### What is needed
Print all of the data below exactly as it appears, leaving out every image.

[[ Provided records, beginning ]]

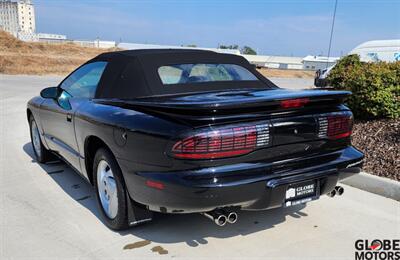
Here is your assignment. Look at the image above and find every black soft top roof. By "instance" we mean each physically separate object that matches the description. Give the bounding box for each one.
[97,48,220,57]
[91,49,276,99]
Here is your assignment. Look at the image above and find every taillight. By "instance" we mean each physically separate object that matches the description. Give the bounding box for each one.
[172,123,269,159]
[318,113,353,139]
[280,98,309,109]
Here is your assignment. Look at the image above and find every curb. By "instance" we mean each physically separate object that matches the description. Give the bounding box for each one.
[340,172,400,201]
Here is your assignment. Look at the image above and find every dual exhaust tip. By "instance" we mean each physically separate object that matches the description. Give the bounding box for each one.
[204,186,345,225]
[327,186,344,197]
[202,210,238,226]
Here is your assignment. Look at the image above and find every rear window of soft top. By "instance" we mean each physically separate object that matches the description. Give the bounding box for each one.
[158,63,259,85]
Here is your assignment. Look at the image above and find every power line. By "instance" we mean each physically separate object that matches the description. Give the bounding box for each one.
[326,0,338,69]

[[ Provided records, end ]]

### Response box
Here is your assignment. Look at the image above and find every black soft top roof. By "instance" we mean each physically separate object that matches the description. Give the bounding box for each one.
[97,48,220,57]
[91,49,276,99]
Here is your assignment. Look at the image above and find every taillight. By "instance" we mean each physically separate object that matches the description. Give the bounding box for each one.
[172,123,269,159]
[318,113,353,139]
[280,98,309,109]
Here is your assignment. Look at the image above and find every curb. By "instance" we mean each physically separate object that matches the description. Give the bounding box for each one.
[340,172,400,201]
Here is your assignment. Look at the image above and find every dual exhaust tip. By "instance" we mean each physically separate object that matches the description. Give the bounding box for each one.
[204,186,345,225]
[327,186,344,197]
[202,210,238,226]
Here is your assignment. Look at the image above and find every rear window of soft top. By "instance" we mean each physically separate object that matches the description. Give the bounding box for each one.
[158,63,259,85]
Here is your assignment. Look at the image above and find every power line. By "instance" we mean each physically separate object that matches the description. Give the bounding box for each one.
[326,0,338,69]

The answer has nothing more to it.